- _Consigne_: Reproduisez intégralement, mot pour mot, le texte sur la curarisation résiduelle et le sugammadex.

La curarisation, plus particulièrement la prévention et la surveillance de la curarisation résiduelle, a en effet enregistré d’énormes progrès ces dernières décennies. Cependant la curarisation résiduelle n’a pas été totalement supprimée. Sa prévalence reste élevée. Elle augmente, chez le sujet éveillé, la morbidité postopératoire. Elle expose à plusieurs conséquences, notamment l’hypoxémie, des infections respiratoires postopératoires et même des décès ou lésions cérébrales définitives (22).

Le développement du sugammadex permet une antagonisation spécifique de curares stéroïdiens.

Sa mise à disposition en pratique clinique a permis une vision moderne de l’anesthésie dans la même lignée que le rémifentanyl ou le propofol ; une anesthésie rapidement réversible. Le sugammadex antagonise les curares stéroïdiens, tels que le rocuronium et vécuronium. Le rocuronium  a un délai d’action court, permettant son utilisation lors d’induction à séquence rapide en alternative à la succinylcholine, mais non-utilisé jusqu’à lors du fait de sa longue durée d’action. Le sugammadex serait une voie de secours pour la modification de nos pratiques afin de réduire le risque de curarisation résiduelle, sur des interventions chirurgicales programmées ou en urgence(23).Mais dans le pays comme la RD. Congo, ces différentes molécules, en pratique  sont de très loin non utilisées dans les hôpitaux. L’antagonisation est une pratique pour éliminer les curares (décurarisation) dans le cas où l’intervention prend fin avant que le produit curare ne soit  métabolisé. Dans nos hôpitaux l’antagonisation se fait cliniquement sans monitorage. Pourtant c’est lors du monitorage que se réalise le suivi de l’élimination du curare chez le patient en préopératoire (24).

- _Entrées_:
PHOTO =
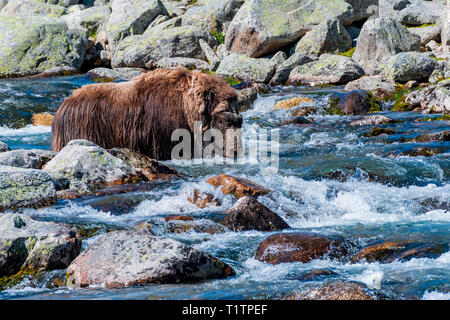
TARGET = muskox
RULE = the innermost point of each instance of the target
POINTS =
(142, 114)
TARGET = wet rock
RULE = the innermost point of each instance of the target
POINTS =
(125, 258)
(284, 69)
(337, 290)
(29, 159)
(407, 66)
(42, 119)
(246, 98)
(130, 17)
(261, 26)
(29, 245)
(109, 75)
(298, 247)
(246, 68)
(389, 251)
(189, 63)
(291, 103)
(427, 34)
(143, 51)
(3, 147)
(203, 200)
(239, 187)
(353, 102)
(380, 86)
(381, 38)
(150, 168)
(372, 121)
(87, 166)
(327, 37)
(249, 214)
(431, 99)
(328, 69)
(21, 188)
(54, 45)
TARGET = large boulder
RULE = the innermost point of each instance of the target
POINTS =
(21, 188)
(328, 69)
(411, 12)
(85, 166)
(125, 258)
(328, 37)
(90, 18)
(32, 7)
(30, 159)
(407, 66)
(431, 99)
(32, 44)
(381, 87)
(249, 214)
(212, 14)
(381, 38)
(32, 246)
(145, 50)
(284, 69)
(263, 26)
(130, 17)
(298, 247)
(246, 68)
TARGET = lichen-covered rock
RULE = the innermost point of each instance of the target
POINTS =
(212, 14)
(381, 38)
(412, 12)
(29, 245)
(283, 70)
(87, 166)
(21, 188)
(389, 251)
(337, 290)
(145, 50)
(32, 7)
(298, 247)
(130, 17)
(381, 87)
(353, 102)
(249, 214)
(125, 258)
(152, 169)
(328, 37)
(427, 33)
(90, 18)
(32, 44)
(29, 159)
(328, 69)
(431, 99)
(3, 147)
(189, 63)
(108, 75)
(406, 66)
(263, 26)
(246, 68)
(239, 187)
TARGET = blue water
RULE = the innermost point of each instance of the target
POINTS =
(386, 194)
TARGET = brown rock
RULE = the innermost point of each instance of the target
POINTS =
(42, 119)
(297, 247)
(337, 290)
(203, 200)
(290, 103)
(249, 214)
(239, 187)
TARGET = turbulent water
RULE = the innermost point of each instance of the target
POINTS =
(379, 193)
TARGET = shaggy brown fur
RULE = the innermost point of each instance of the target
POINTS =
(142, 114)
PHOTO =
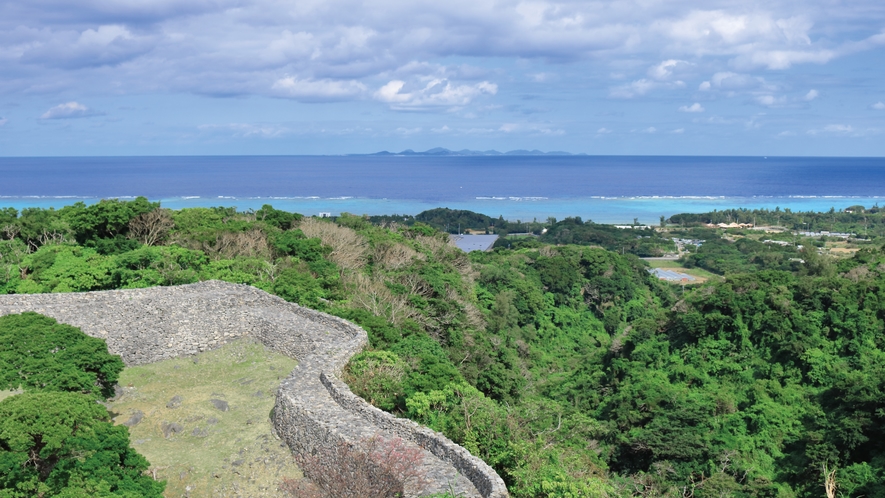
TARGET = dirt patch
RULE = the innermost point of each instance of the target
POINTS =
(203, 421)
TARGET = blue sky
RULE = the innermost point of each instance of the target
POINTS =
(136, 77)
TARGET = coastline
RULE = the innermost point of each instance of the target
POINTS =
(647, 209)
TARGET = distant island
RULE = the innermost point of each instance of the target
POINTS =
(440, 151)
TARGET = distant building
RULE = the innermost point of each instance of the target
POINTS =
(469, 243)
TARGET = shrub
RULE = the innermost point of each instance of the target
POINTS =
(39, 354)
(63, 444)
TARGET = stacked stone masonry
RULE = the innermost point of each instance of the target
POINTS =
(314, 413)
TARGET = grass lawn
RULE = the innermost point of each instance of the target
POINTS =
(698, 273)
(192, 442)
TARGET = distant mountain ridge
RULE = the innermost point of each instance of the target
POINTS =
(440, 151)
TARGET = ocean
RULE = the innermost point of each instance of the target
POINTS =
(606, 189)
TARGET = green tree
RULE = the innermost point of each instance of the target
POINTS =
(39, 354)
(63, 444)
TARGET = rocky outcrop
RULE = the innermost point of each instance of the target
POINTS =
(314, 413)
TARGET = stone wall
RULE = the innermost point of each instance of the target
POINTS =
(314, 413)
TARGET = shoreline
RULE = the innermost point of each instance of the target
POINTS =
(609, 210)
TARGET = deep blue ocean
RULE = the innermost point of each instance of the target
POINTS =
(608, 189)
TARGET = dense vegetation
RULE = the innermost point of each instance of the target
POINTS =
(55, 440)
(566, 367)
(864, 222)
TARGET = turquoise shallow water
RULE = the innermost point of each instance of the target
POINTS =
(602, 210)
(608, 189)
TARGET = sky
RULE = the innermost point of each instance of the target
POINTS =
(634, 77)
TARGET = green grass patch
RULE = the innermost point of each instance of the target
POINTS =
(199, 449)
(699, 273)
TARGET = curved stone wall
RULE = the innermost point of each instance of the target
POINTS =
(315, 412)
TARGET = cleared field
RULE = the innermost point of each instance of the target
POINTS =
(698, 273)
(205, 424)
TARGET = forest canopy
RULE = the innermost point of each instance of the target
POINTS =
(559, 360)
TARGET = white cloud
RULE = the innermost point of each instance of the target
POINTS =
(541, 77)
(665, 70)
(641, 87)
(839, 128)
(325, 90)
(249, 129)
(771, 100)
(68, 111)
(437, 93)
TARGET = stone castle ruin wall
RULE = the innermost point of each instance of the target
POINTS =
(315, 412)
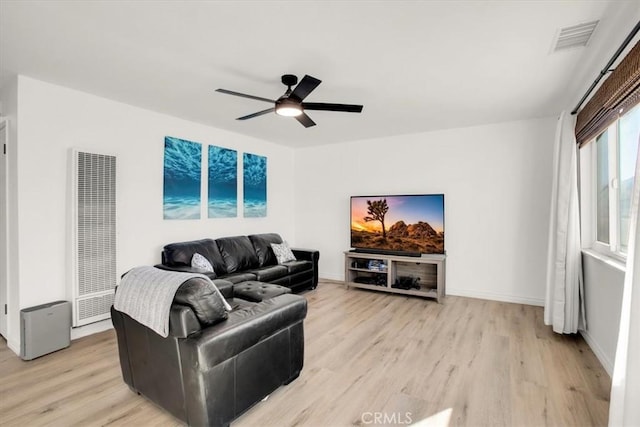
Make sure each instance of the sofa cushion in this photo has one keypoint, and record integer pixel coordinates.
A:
(225, 287)
(298, 266)
(283, 252)
(258, 291)
(238, 253)
(241, 276)
(181, 253)
(271, 273)
(205, 301)
(200, 262)
(262, 245)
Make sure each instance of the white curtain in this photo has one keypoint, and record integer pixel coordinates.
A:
(624, 409)
(564, 301)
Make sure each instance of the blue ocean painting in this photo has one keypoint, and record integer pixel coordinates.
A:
(223, 182)
(182, 177)
(255, 185)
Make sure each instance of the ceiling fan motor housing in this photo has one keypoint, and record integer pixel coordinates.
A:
(289, 80)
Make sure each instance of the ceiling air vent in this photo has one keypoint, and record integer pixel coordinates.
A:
(574, 36)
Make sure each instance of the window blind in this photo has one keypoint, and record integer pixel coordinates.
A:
(619, 93)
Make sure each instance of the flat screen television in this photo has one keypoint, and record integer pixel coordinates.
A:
(403, 225)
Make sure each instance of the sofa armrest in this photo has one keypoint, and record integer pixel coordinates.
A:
(186, 269)
(309, 255)
(243, 329)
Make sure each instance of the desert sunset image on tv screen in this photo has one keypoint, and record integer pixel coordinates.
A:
(410, 223)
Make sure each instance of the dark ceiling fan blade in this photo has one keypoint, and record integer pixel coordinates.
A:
(304, 88)
(305, 120)
(244, 95)
(323, 106)
(259, 113)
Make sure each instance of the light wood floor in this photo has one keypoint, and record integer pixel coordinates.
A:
(370, 359)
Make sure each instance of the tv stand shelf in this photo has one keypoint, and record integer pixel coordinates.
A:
(422, 276)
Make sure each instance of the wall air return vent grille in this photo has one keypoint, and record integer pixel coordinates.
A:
(574, 36)
(89, 308)
(93, 236)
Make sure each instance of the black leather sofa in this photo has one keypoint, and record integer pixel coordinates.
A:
(214, 364)
(245, 258)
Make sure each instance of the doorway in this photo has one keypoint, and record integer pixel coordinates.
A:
(4, 219)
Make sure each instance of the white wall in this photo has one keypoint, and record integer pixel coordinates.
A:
(496, 180)
(53, 119)
(603, 283)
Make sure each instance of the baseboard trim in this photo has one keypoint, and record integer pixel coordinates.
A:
(597, 350)
(495, 296)
(90, 329)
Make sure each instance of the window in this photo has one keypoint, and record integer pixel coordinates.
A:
(614, 154)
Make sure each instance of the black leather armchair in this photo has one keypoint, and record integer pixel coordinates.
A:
(209, 374)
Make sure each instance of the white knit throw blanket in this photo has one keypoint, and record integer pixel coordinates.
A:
(146, 294)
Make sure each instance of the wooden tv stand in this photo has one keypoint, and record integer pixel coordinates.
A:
(380, 272)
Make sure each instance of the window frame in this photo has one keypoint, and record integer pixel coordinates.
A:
(613, 249)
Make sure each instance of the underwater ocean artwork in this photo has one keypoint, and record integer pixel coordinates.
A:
(255, 185)
(182, 176)
(223, 183)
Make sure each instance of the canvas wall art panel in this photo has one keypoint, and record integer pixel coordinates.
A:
(255, 185)
(182, 179)
(223, 183)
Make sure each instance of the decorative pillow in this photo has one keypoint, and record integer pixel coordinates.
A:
(283, 252)
(204, 299)
(200, 262)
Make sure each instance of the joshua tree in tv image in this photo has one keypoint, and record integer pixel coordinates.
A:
(377, 211)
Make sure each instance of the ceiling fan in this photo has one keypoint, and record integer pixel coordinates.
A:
(290, 104)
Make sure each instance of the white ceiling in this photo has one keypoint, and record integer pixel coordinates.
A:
(415, 66)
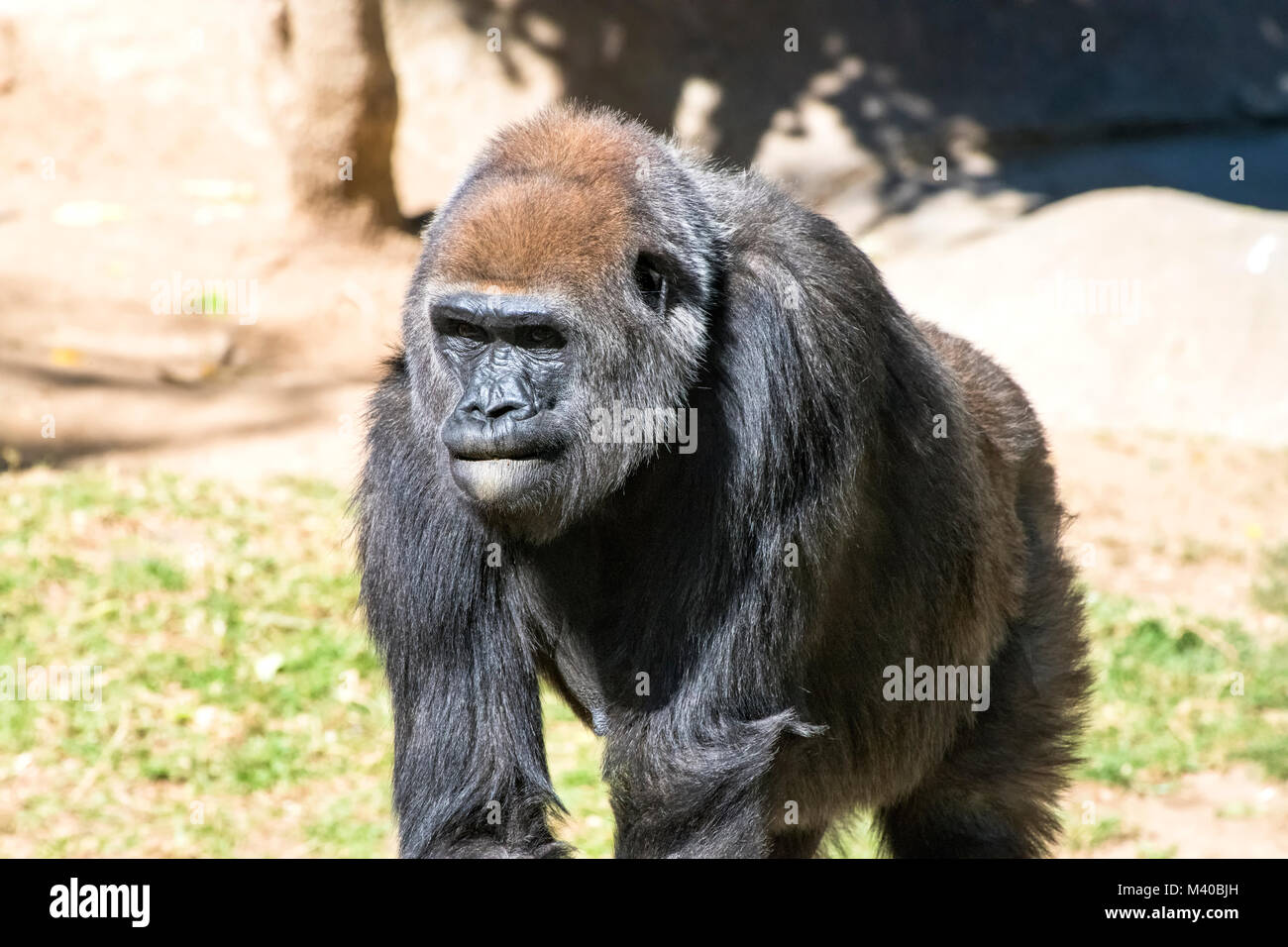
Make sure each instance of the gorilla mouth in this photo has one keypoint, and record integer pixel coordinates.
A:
(482, 455)
(497, 479)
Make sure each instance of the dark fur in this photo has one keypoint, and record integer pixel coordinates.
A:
(815, 428)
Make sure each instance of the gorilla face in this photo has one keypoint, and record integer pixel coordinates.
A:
(554, 286)
(510, 429)
(529, 368)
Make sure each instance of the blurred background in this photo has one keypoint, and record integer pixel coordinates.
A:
(207, 219)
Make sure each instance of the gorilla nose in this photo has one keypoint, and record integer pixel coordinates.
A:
(503, 406)
(497, 402)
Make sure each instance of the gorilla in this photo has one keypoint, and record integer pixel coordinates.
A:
(772, 621)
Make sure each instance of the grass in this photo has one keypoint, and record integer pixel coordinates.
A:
(244, 714)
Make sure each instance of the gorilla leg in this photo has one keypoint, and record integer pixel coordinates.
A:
(797, 843)
(995, 793)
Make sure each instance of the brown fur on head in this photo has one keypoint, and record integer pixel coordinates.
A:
(549, 202)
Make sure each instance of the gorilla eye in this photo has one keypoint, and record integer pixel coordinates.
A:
(651, 282)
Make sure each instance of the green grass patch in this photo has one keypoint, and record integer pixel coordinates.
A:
(243, 711)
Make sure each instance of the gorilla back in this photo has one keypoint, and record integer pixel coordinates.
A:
(772, 622)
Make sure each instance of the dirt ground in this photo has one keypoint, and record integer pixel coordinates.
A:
(1177, 475)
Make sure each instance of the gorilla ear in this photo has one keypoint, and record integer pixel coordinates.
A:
(652, 283)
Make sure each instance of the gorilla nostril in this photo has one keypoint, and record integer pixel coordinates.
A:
(500, 408)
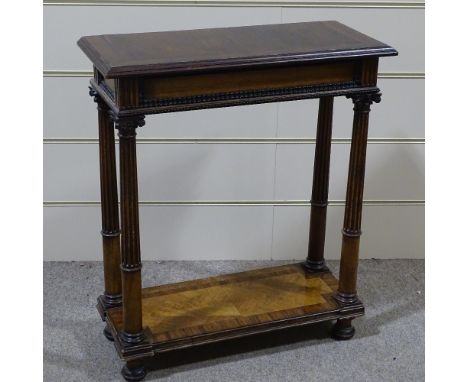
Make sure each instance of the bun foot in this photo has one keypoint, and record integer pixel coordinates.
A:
(134, 371)
(343, 330)
(108, 334)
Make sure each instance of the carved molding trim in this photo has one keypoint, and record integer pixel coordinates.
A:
(363, 101)
(245, 95)
(128, 124)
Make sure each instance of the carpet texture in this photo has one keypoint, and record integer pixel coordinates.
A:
(388, 345)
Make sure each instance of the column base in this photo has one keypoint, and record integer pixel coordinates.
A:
(315, 265)
(346, 298)
(343, 330)
(108, 334)
(133, 373)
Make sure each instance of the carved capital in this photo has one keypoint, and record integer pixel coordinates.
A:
(363, 101)
(127, 125)
(101, 105)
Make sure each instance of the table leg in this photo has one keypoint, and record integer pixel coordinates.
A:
(132, 332)
(353, 210)
(319, 201)
(109, 212)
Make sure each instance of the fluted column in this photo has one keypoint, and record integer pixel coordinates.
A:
(354, 195)
(319, 201)
(109, 207)
(132, 332)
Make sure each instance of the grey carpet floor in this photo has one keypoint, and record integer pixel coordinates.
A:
(388, 345)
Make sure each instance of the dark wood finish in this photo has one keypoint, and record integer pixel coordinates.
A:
(122, 55)
(110, 232)
(319, 201)
(134, 371)
(150, 73)
(354, 196)
(343, 330)
(132, 330)
(208, 310)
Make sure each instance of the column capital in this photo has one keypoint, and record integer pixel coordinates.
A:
(97, 98)
(363, 101)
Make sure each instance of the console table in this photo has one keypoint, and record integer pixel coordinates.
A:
(161, 72)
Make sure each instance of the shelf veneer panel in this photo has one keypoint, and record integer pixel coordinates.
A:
(220, 307)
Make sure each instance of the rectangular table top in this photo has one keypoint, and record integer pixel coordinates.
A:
(121, 55)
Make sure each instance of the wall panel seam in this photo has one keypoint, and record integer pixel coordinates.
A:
(205, 203)
(240, 141)
(239, 3)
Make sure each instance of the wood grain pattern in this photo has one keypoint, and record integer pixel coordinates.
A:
(222, 48)
(319, 201)
(233, 302)
(245, 80)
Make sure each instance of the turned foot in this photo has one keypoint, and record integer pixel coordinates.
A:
(134, 371)
(108, 334)
(343, 330)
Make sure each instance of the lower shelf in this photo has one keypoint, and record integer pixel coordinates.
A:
(200, 311)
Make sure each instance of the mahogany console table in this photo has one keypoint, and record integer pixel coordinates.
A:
(150, 73)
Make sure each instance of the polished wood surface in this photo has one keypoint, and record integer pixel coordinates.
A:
(320, 182)
(140, 74)
(208, 307)
(221, 48)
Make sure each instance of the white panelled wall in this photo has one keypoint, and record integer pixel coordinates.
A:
(233, 183)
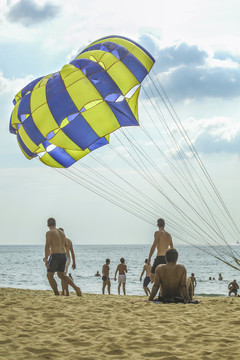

- _Réponse ci-dessous_:
La curarisation, plus particulièrement la prévention et la surveillance de la curarisation résiduelle, a en effet enregistré d’énormes progrès ces dernières décennies. Cependant la curarisation résiduelle n’a pas été totalement supprimée. Sa prévalence reste élevée. Elle augmente, chez le sujet éveillé, la morbidité postopératoire. Elle expose à plusieurs conséquences, notamment l’hypoxémie, des infections respiratoires postopératoires et même des décès ou lésions cérébrales définitives (22).

Le développement du sugammadex permet une antagonisation spécifique de curares stéroïdiens.

Sa mise à disposition en pratique clinique a permis une vision moderne de l’anesthésie dans la même lignée que le rémifentanyl ou le propofol ; une anesthésie rapidement réversible. Le sugammadex antagonise les curares stéroïdiens, tels que le rocuronium et vécuronium. Le rocuronium  a un délai d’action court, permettant son utilisation lors d’induction à séquence rapide en alternative à la succinylcholine, mais non-utilisé jusqu’à lors du fait de sa longue durée d’action. Le sugammadex serait une voie de secours pour la modification de nos pratiques afin de réduire le risque de curarisation résiduelle, sur des interventions chirurgicales programmées ou en urgence(23).Mais dans le pays comme la RD. Congo, ces différentes molécules, en pratique  sont de très loin non utilisées dans les hôpitaux. L’antagonisation est une pratique pour éliminer les curares (décurarisation) dans le cas où l’intervention prend fin avant que le produit curare ne soit  métabolisé. Dans nos hôpitaux l’antagonisation se fait cliniquement sans monitorage. Pourtant c’est lors du monitorage que se réalise le suivi de l’élimination du curare chez le patient en préopératoire (24).